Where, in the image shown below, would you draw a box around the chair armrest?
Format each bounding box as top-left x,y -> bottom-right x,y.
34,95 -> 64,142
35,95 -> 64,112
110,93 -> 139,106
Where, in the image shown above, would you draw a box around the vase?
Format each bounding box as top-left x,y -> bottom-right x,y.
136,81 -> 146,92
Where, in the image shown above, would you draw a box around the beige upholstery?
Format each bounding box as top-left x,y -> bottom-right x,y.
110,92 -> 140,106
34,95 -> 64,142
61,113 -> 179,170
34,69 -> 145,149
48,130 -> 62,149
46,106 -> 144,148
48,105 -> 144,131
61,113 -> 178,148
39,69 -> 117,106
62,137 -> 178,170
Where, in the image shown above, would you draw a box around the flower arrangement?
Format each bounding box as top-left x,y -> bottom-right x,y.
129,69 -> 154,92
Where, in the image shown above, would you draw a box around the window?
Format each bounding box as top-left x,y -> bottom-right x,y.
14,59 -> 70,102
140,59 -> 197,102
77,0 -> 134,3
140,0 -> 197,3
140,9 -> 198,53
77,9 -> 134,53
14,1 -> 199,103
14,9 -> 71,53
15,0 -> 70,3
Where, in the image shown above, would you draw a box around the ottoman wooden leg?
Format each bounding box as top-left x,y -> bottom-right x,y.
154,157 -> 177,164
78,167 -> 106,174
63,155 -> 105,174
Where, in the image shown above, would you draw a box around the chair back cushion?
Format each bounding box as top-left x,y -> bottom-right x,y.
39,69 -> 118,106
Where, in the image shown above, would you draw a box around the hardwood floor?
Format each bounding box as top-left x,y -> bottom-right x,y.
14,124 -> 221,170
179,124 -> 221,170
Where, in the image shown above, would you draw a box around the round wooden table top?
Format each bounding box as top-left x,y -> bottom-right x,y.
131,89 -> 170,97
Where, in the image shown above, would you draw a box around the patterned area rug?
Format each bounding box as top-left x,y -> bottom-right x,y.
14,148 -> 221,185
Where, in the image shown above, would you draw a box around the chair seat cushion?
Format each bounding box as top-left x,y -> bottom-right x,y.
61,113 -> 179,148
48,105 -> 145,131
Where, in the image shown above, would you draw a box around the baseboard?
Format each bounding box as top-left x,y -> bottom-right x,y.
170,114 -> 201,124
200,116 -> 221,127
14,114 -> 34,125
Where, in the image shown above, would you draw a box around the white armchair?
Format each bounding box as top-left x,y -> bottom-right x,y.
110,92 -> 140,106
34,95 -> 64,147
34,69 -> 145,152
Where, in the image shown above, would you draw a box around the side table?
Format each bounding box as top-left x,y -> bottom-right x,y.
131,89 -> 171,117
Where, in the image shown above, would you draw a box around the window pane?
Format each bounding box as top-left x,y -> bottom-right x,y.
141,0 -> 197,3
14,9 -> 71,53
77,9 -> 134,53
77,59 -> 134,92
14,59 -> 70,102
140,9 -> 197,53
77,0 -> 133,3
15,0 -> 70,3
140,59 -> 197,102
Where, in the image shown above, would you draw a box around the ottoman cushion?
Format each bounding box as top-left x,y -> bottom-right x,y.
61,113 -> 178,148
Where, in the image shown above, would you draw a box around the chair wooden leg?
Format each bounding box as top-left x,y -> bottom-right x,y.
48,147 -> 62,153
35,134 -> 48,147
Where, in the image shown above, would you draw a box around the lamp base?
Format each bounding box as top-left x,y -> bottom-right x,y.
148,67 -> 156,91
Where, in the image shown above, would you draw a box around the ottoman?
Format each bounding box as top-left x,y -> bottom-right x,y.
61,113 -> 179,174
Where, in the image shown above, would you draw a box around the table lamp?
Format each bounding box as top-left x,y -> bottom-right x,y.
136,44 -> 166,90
════════════════
Copy only this part of the entries above: the line with "chair seat cushion?", the line with "the white armchair?", and the lines between, all exactly as written.

Where, in the image shown above, would you draw a box around the chair seat cushion?
Format each bounding box as top-left x,y -> bottom-right x,y.
61,113 -> 179,148
48,105 -> 145,131
Where, in the image shown above, would you draw a box around the baseboard?
Format each bounding box as top-left x,y -> bottom-right x,y.
170,114 -> 201,124
200,116 -> 221,127
14,114 -> 34,125
Where, in the image shown above, would you draw a box around the white armchair?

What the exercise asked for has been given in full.